## Exercise instructions:
a – Please reproduce the part of the cruise account starting with "Are there advantages" and going on through "traditional festive season.".
b – Answer these questions from the cruise account, one line each:
(i) Besides "Anchors Aweigh," what did the Women's Marine Orchestra play from the quay?
(ii) In summer, where are many residents of these northern areas?
(iii) Which company performed "The Nutcracker" during the overnight call?

## Extract:
########################################

As we sailed away from Copenhagen, the Women's Marine Orchestra that had played on the open decks before sailing continued playing from the quay. There's something stirring about hearing "Anchors Aweigh," when indeed, you are actually weighing anchor. They also played Christmas carols in the frosty air. The few onlookers who had come to see us off were divided among the hardy souls who braved the chill and those who waited in their cars and flashed their headlights as we passed. An overnight call in Copenhagen was a nice change from day calls, and I commend Cunard for scheduling it.
Are there advantages to sailing northern waters this time of year instead of following the sun to the Canaries (or Caribbean)? Absolutely. Most cruise travelers only see Northern and Western Europe during warm weather months -- and while certainly the weather tends to be more pleasant then, you don't get as much of a feel for the places. In many cases, residents of these areas are away on their own holidays in summer. Now, everyone's home and in most cases, out on the streets, day and night, celebrating this traditional festive season.
Plus there's another bonus. There are cultural events in these places that take place only in winter. For example, Cunard offered passengers on our overnight call to Copenhagen the opportunity to see the Royal Danish Ballet perform "The Nutcracker." Those who ventured forth got to see a new interpretation of a classic ballet, performed by one of the world's great dance companies, and the performance was attended by the Queen of Denmark! Museums that are overrun with tourists during the summer are easier to enter in winter when only local people go. And there are seasonal organ and choir concerts, featuring music of the season. (Choirs are either disbanded or on tour in the summer.)

########################################

## Information supplied:
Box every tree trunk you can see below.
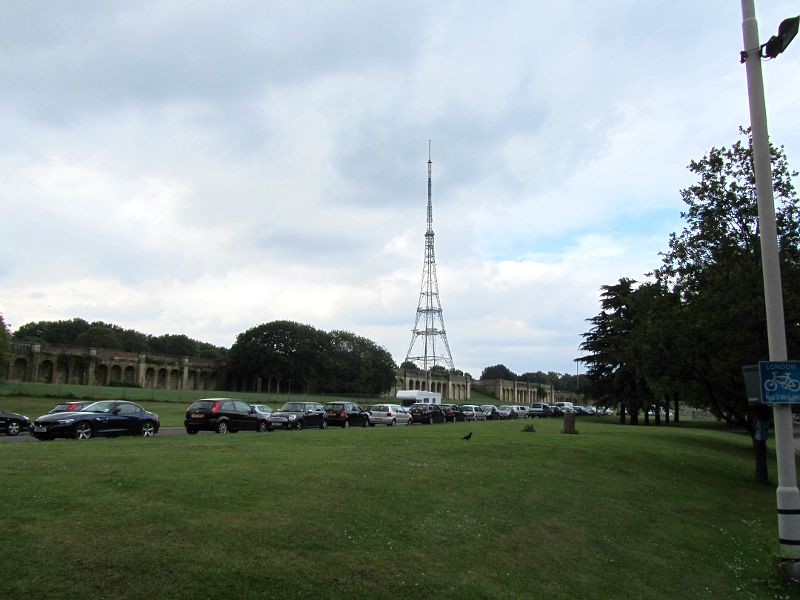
[629,405,639,425]
[753,404,770,483]
[672,394,681,423]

########################################

## Solution set:
a –
Are there advantages to sailing northern waters this time of year instead of following the sun to the Canaries (or Caribbean)? Absolutely. Most cruise travelers only see Northern and Western Europe during warm weather months -- and while certainly the weather tends to be more pleasant then, you don't get as much of a feel for the places. In many cases, residents of these areas are away on their own holidays in summer. Now, everyone's home and in most cases, out on the streets, day and night, celebrating this traditional festive season.

b –
(i) Christmas carols
(ii) Away on their own holidays
(iii) The Royal Danish Ballet